(Named object pointing entries)
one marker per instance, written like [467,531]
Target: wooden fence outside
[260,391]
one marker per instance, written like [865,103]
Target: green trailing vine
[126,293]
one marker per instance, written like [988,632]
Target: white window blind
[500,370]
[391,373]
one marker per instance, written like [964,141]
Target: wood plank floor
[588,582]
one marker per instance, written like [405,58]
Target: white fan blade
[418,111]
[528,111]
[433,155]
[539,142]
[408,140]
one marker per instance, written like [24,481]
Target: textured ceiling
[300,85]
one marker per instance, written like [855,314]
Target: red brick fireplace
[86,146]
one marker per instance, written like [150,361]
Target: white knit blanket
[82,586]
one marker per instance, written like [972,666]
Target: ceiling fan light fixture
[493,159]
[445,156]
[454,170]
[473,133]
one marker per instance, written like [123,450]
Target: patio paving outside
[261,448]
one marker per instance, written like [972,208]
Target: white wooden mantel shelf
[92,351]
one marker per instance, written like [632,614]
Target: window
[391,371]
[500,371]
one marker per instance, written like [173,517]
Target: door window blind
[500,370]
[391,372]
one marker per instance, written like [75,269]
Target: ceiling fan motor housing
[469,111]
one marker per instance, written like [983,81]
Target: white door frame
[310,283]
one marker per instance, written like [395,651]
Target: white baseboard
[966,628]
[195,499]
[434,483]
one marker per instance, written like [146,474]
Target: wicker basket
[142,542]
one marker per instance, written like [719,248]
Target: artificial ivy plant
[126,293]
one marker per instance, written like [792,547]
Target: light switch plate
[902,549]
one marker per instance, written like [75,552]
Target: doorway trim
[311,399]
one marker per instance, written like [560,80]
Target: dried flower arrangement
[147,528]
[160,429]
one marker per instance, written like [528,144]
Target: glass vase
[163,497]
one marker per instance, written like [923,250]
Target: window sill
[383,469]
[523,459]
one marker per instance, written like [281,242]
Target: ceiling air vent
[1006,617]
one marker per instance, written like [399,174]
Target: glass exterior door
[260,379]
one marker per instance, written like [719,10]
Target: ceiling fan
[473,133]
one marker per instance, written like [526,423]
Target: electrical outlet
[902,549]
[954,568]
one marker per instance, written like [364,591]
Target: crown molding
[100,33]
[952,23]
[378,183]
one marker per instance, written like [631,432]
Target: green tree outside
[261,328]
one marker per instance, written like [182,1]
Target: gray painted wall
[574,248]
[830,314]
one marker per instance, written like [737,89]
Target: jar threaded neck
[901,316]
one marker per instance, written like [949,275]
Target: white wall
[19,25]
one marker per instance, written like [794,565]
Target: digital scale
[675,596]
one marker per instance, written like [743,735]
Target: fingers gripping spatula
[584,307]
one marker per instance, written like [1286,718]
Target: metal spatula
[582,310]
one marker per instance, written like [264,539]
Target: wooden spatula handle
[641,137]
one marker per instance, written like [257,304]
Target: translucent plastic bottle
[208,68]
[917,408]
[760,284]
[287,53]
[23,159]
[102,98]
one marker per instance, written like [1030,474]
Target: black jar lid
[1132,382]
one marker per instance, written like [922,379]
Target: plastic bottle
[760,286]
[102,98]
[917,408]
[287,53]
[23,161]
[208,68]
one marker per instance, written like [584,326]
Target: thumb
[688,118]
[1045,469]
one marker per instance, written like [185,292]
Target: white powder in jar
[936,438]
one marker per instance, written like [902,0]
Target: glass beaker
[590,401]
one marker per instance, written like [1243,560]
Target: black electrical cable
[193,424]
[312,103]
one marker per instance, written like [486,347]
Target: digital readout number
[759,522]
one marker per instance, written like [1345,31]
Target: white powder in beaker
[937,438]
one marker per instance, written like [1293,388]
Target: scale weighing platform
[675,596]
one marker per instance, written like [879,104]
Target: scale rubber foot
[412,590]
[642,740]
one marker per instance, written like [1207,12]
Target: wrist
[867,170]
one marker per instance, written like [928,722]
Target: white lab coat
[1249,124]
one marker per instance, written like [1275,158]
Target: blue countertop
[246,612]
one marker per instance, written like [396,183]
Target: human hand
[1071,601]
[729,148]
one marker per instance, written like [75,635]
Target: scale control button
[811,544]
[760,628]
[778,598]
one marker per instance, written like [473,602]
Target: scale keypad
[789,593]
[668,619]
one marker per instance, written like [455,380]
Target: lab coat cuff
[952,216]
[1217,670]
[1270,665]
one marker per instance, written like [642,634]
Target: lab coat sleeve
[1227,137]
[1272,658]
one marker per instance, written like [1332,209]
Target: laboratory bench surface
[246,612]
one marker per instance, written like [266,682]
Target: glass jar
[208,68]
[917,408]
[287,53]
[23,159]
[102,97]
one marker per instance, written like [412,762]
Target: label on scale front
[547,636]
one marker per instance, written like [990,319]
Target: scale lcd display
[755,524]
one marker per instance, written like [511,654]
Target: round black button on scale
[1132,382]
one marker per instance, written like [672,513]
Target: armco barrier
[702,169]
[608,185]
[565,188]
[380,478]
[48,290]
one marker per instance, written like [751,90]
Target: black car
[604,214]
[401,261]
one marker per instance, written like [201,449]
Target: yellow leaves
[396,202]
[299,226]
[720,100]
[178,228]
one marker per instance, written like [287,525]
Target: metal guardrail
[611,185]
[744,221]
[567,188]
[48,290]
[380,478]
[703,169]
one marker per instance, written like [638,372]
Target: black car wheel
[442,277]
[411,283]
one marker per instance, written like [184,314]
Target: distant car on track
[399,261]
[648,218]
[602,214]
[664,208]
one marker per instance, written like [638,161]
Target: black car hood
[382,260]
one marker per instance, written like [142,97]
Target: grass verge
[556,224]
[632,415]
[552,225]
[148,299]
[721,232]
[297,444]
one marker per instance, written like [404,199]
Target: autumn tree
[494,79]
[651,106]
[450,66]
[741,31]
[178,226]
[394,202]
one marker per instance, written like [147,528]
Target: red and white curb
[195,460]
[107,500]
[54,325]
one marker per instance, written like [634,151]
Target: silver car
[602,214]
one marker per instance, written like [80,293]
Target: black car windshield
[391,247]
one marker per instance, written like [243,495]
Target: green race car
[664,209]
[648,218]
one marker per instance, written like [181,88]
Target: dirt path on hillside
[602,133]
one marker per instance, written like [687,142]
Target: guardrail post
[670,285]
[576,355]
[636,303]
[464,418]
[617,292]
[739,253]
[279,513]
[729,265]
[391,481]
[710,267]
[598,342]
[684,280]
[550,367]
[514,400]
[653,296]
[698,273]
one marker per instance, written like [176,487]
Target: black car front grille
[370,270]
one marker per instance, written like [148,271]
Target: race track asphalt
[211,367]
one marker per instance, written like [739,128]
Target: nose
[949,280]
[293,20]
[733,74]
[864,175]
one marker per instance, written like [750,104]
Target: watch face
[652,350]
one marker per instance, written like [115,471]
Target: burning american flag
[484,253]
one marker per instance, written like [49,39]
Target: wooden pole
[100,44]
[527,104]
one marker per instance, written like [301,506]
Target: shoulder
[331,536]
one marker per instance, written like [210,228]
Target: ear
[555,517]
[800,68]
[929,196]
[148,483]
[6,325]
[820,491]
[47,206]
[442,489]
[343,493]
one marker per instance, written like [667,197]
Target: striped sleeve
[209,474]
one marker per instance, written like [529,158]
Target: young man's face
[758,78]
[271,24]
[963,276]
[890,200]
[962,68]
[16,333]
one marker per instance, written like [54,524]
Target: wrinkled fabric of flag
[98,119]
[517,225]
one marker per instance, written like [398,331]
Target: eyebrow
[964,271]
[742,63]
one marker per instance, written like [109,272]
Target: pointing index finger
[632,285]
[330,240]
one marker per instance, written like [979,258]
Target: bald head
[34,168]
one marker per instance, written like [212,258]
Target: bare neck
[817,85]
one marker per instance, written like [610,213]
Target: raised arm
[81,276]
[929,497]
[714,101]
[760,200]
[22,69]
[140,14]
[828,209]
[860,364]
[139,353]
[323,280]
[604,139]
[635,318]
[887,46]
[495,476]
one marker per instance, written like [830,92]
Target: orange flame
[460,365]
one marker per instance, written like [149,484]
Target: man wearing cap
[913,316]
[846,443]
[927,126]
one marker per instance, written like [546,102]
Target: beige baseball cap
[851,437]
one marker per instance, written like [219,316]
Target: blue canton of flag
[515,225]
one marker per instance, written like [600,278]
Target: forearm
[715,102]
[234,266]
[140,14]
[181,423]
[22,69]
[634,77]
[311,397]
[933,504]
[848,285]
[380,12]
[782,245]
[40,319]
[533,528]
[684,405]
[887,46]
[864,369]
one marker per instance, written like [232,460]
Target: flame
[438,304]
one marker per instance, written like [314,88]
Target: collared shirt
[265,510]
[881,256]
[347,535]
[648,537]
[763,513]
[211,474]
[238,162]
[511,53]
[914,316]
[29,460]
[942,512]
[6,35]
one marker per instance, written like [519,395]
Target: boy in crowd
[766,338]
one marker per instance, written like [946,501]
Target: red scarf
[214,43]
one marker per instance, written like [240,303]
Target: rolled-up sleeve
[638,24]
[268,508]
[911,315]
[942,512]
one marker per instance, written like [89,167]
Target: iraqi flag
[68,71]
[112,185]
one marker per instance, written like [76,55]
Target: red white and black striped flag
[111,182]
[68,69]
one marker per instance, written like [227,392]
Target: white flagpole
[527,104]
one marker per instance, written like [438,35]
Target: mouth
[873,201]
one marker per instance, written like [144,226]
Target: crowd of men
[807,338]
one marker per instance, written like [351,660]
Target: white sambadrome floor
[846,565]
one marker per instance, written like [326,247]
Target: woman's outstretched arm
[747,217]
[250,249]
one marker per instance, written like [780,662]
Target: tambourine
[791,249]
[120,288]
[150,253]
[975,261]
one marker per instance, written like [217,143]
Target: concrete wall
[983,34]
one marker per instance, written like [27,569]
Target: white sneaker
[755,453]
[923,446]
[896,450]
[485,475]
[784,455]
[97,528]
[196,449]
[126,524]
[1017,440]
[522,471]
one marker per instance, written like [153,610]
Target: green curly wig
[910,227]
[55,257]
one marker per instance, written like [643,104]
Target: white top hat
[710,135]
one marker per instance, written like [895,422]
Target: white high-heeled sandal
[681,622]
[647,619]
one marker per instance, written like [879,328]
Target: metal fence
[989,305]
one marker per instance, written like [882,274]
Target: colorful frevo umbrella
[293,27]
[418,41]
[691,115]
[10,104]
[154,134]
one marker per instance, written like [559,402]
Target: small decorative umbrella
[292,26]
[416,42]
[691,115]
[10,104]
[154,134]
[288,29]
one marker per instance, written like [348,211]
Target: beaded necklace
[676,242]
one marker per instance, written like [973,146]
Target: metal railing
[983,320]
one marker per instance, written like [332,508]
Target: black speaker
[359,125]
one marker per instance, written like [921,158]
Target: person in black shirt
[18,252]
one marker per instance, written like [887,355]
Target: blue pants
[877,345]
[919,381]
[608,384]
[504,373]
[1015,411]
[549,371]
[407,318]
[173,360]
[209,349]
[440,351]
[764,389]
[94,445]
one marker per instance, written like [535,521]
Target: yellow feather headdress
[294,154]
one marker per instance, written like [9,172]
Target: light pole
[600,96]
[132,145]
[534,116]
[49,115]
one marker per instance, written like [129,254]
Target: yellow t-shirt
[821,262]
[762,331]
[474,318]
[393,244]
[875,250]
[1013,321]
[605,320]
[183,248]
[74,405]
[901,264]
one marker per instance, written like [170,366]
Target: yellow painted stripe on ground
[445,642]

_Given exercise_:
Print nothing but the lines from the line with "one marker per instance, written like [973,146]" to the last line of the records above. Both of those lines count.

_Response for this exercise_:
one marker per instance, written like [973,146]
Target: metal railing
[983,320]
one marker per instance, written like [332,508]
Target: black speaker
[359,125]
one marker per instance, written like [921,158]
Target: person in black shirt
[18,252]
one marker per instance, written like [887,355]
Target: blue pants
[877,345]
[919,381]
[608,384]
[504,373]
[1015,411]
[549,371]
[407,318]
[173,360]
[209,349]
[440,351]
[764,389]
[94,445]
one marker per instance, written like [535,521]
Target: yellow feather headdress
[294,154]
one marker per instance, written like [9,172]
Target: light pole
[600,96]
[132,145]
[534,116]
[49,115]
one marker per instance, written like [129,254]
Target: yellow t-shirt
[821,262]
[762,331]
[474,318]
[393,244]
[875,250]
[1013,321]
[605,320]
[183,248]
[74,405]
[901,264]
one marker per instance, written like [170,366]
Target: yellow painted stripe on ground
[445,642]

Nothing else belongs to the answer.